→ **Supplied information**:
§
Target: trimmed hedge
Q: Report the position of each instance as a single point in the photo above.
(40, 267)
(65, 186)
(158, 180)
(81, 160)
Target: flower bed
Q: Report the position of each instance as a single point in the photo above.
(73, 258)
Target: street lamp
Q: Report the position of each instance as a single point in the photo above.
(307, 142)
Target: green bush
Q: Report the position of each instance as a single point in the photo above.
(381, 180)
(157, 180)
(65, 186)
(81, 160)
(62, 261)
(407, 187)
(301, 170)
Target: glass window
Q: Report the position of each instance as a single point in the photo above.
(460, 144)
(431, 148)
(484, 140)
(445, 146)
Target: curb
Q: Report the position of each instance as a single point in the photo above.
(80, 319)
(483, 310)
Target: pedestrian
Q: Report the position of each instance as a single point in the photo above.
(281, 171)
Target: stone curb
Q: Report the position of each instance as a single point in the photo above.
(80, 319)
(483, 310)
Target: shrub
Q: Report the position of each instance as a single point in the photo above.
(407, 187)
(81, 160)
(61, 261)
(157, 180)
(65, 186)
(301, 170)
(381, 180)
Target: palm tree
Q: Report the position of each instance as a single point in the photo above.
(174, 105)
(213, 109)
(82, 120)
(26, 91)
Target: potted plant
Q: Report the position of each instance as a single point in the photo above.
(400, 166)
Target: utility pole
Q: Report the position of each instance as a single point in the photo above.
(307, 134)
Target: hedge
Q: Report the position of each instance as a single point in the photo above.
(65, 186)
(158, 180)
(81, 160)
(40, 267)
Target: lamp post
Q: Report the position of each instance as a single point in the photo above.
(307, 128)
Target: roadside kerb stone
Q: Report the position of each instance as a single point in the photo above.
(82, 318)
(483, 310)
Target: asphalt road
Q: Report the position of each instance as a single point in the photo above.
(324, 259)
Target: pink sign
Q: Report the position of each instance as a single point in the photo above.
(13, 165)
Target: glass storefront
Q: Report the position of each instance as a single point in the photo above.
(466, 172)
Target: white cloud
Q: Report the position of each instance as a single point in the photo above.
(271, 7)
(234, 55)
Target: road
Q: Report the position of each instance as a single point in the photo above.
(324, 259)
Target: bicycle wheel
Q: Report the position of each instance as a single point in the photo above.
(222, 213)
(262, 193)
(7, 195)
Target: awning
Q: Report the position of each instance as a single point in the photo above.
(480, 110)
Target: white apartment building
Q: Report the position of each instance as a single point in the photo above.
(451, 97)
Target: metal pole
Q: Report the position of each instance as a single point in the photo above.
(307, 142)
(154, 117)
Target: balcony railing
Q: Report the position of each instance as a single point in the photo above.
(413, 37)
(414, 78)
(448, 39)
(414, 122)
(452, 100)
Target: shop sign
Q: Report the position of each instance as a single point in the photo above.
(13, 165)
§
→ **Exercise instructions**: From the "Target: glass storefront" line to the close of the listing, restate each line word for word.

→ **Full solution**:
Target: glass storefront
Q: Report the position of each instance as a single point in the photo above.
(466, 172)
Target: white cloud
Q: Report the position of each instance as a single point in the photo above.
(271, 7)
(234, 55)
Target: road
Q: Report the position of each instance as a single point in the photo above.
(324, 259)
Target: bicycle wheel
Q: Report the position of each instance as a single point in the photo above.
(222, 213)
(262, 193)
(7, 195)
Target: awning
Q: Report the position of each instance as a single point in the photo above.
(480, 110)
Target: white apartment building
Q: Report the position of each instance as a single point in the photo above.
(451, 97)
Target: metal pole
Q: Report the position of each instance as a single point in the photo above.
(307, 142)
(154, 117)
Target: balcony railing
Q: Report the position of each instance as a single point in the photo above.
(413, 37)
(414, 78)
(448, 39)
(414, 122)
(452, 100)
Target: shop sign
Q: Report the position of each instance as a single point in the photo above.
(13, 165)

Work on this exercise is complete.